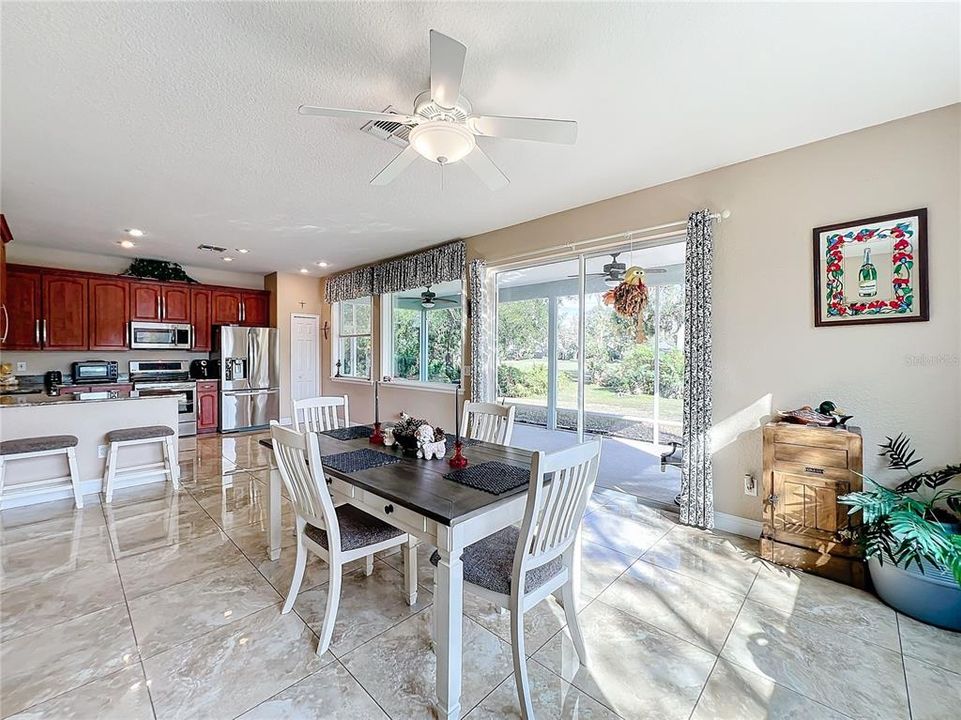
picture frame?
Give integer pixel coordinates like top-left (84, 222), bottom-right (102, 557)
top-left (813, 208), bottom-right (929, 327)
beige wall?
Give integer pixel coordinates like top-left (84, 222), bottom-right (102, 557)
top-left (324, 105), bottom-right (961, 519)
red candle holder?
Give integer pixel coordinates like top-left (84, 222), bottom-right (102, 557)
top-left (447, 440), bottom-right (467, 470)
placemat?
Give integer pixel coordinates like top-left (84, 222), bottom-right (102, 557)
top-left (321, 425), bottom-right (374, 440)
top-left (444, 460), bottom-right (531, 495)
top-left (321, 448), bottom-right (400, 473)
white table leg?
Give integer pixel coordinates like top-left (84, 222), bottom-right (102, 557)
top-left (434, 549), bottom-right (464, 720)
top-left (267, 463), bottom-right (283, 560)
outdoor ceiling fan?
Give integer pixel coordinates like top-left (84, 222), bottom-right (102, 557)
top-left (568, 253), bottom-right (667, 287)
top-left (401, 285), bottom-right (457, 310)
top-left (298, 30), bottom-right (577, 190)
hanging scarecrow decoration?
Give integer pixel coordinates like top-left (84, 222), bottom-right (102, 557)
top-left (604, 265), bottom-right (647, 344)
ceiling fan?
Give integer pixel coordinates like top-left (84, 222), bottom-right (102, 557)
top-left (567, 253), bottom-right (667, 287)
top-left (400, 285), bottom-right (457, 310)
top-left (298, 30), bottom-right (577, 190)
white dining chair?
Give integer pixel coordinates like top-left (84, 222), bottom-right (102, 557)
top-left (270, 420), bottom-right (417, 655)
top-left (461, 403), bottom-right (517, 445)
top-left (292, 395), bottom-right (350, 432)
top-left (430, 441), bottom-right (601, 720)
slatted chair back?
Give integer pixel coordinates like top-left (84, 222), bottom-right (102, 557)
top-left (270, 420), bottom-right (340, 552)
top-left (512, 441), bottom-right (601, 595)
top-left (461, 403), bottom-right (516, 445)
top-left (293, 395), bottom-right (350, 432)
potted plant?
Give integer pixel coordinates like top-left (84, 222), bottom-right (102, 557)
top-left (839, 434), bottom-right (961, 630)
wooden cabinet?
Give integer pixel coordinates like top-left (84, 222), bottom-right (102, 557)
top-left (197, 380), bottom-right (220, 434)
top-left (761, 423), bottom-right (864, 587)
top-left (87, 278), bottom-right (130, 350)
top-left (190, 288), bottom-right (213, 351)
top-left (3, 268), bottom-right (41, 350)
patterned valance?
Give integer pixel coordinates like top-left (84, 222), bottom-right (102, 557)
top-left (325, 267), bottom-right (374, 304)
top-left (373, 240), bottom-right (467, 295)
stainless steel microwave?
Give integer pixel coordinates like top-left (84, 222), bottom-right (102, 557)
top-left (130, 320), bottom-right (194, 350)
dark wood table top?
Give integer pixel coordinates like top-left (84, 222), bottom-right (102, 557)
top-left (260, 433), bottom-right (533, 525)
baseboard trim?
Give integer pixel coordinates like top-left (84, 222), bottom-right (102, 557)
top-left (714, 511), bottom-right (764, 540)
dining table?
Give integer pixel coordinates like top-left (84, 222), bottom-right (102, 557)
top-left (260, 432), bottom-right (580, 720)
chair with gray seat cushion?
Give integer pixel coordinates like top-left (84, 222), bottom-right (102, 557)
top-left (430, 442), bottom-right (601, 720)
top-left (103, 425), bottom-right (180, 503)
top-left (270, 420), bottom-right (417, 655)
top-left (0, 435), bottom-right (83, 509)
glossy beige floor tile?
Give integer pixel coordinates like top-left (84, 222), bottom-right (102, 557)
top-left (0, 605), bottom-right (138, 715)
top-left (239, 662), bottom-right (389, 720)
top-left (598, 558), bottom-right (744, 653)
top-left (904, 657), bottom-right (961, 720)
top-left (748, 565), bottom-right (900, 652)
top-left (144, 606), bottom-right (324, 720)
top-left (691, 660), bottom-right (847, 720)
top-left (721, 600), bottom-right (908, 720)
top-left (534, 601), bottom-right (715, 720)
top-left (129, 557), bottom-right (280, 658)
top-left (4, 662), bottom-right (153, 720)
top-left (294, 562), bottom-right (432, 657)
top-left (0, 563), bottom-right (124, 641)
top-left (898, 613), bottom-right (961, 672)
top-left (467, 662), bottom-right (618, 720)
top-left (342, 610), bottom-right (513, 718)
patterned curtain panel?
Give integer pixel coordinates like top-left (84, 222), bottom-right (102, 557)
top-left (374, 240), bottom-right (467, 295)
top-left (681, 210), bottom-right (714, 528)
top-left (470, 260), bottom-right (494, 402)
top-left (324, 267), bottom-right (374, 304)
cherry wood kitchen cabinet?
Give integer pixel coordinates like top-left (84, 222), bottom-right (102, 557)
top-left (87, 278), bottom-right (130, 350)
top-left (40, 272), bottom-right (89, 350)
top-left (197, 380), bottom-right (220, 435)
top-left (3, 268), bottom-right (41, 350)
top-left (190, 287), bottom-right (213, 351)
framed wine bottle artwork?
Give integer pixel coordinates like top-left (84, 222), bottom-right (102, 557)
top-left (814, 208), bottom-right (928, 327)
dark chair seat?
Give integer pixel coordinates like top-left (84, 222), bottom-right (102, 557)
top-left (0, 435), bottom-right (79, 455)
top-left (430, 526), bottom-right (564, 595)
top-left (107, 425), bottom-right (174, 442)
top-left (304, 505), bottom-right (404, 551)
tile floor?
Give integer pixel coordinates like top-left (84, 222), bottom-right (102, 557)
top-left (0, 435), bottom-right (961, 720)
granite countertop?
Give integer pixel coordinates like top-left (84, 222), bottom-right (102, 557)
top-left (0, 390), bottom-right (172, 407)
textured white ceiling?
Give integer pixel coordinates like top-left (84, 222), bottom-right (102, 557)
top-left (2, 2), bottom-right (961, 273)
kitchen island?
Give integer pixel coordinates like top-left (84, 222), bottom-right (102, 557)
top-left (0, 391), bottom-right (178, 508)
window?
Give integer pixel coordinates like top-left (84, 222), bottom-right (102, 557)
top-left (382, 281), bottom-right (463, 385)
top-left (331, 297), bottom-right (371, 380)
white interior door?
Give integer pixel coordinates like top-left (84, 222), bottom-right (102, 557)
top-left (290, 313), bottom-right (320, 400)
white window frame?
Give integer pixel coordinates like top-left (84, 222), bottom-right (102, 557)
top-left (330, 295), bottom-right (374, 385)
top-left (380, 282), bottom-right (467, 394)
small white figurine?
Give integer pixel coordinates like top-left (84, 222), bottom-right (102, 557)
top-left (414, 423), bottom-right (447, 460)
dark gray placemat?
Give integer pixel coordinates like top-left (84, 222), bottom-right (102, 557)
top-left (321, 448), bottom-right (400, 473)
top-left (321, 425), bottom-right (374, 440)
top-left (444, 460), bottom-right (531, 495)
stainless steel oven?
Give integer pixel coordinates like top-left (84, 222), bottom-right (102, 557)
top-left (130, 320), bottom-right (194, 350)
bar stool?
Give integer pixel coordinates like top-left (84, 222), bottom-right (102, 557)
top-left (0, 435), bottom-right (83, 508)
top-left (103, 425), bottom-right (180, 503)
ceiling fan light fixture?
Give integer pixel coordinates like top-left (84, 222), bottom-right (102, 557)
top-left (410, 120), bottom-right (477, 165)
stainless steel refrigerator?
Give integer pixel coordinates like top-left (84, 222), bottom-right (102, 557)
top-left (210, 325), bottom-right (280, 432)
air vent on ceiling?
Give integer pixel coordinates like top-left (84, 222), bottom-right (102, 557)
top-left (360, 105), bottom-right (410, 147)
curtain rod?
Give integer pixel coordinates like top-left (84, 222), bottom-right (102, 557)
top-left (486, 210), bottom-right (731, 266)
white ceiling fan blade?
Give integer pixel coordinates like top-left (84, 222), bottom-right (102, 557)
top-left (430, 30), bottom-right (467, 109)
top-left (370, 145), bottom-right (420, 185)
top-left (297, 105), bottom-right (423, 125)
top-left (464, 145), bottom-right (510, 190)
top-left (467, 115), bottom-right (577, 145)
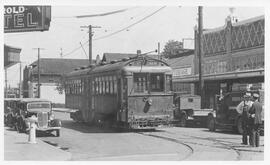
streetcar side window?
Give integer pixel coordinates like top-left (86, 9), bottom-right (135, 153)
top-left (133, 73), bottom-right (148, 93)
top-left (113, 76), bottom-right (117, 94)
top-left (150, 73), bottom-right (164, 92)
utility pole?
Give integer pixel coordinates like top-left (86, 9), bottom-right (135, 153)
top-left (81, 25), bottom-right (101, 65)
top-left (198, 6), bottom-right (205, 108)
top-left (19, 61), bottom-right (22, 98)
top-left (33, 48), bottom-right (44, 98)
top-left (5, 67), bottom-right (8, 98)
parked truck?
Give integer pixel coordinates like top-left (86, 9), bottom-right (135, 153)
top-left (208, 90), bottom-right (264, 134)
top-left (174, 95), bottom-right (213, 127)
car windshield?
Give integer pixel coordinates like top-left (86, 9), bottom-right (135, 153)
top-left (28, 103), bottom-right (51, 109)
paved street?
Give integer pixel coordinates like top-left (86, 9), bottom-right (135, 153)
top-left (35, 112), bottom-right (264, 160)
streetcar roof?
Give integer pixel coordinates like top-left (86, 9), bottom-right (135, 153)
top-left (20, 98), bottom-right (51, 103)
top-left (65, 56), bottom-right (171, 76)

★ ★ ★ ★

## Given request
In the listing above, find the line with "parked truck?" and set down that line and all after it exactly, through the final line.

## Expected answer
parked truck?
Give integer pixel coordinates like top-left (86, 9), bottom-right (135, 153)
top-left (208, 90), bottom-right (264, 134)
top-left (174, 95), bottom-right (213, 127)
car windshield?
Give integer pixel coordinates like top-left (86, 9), bottom-right (135, 153)
top-left (28, 103), bottom-right (51, 109)
paved street?
Give integer pixel coordinates like top-left (86, 9), bottom-right (135, 153)
top-left (35, 112), bottom-right (264, 160)
streetcar roof?
Give integer pixel coordinates like top-left (86, 9), bottom-right (135, 153)
top-left (20, 98), bottom-right (51, 103)
top-left (65, 56), bottom-right (171, 76)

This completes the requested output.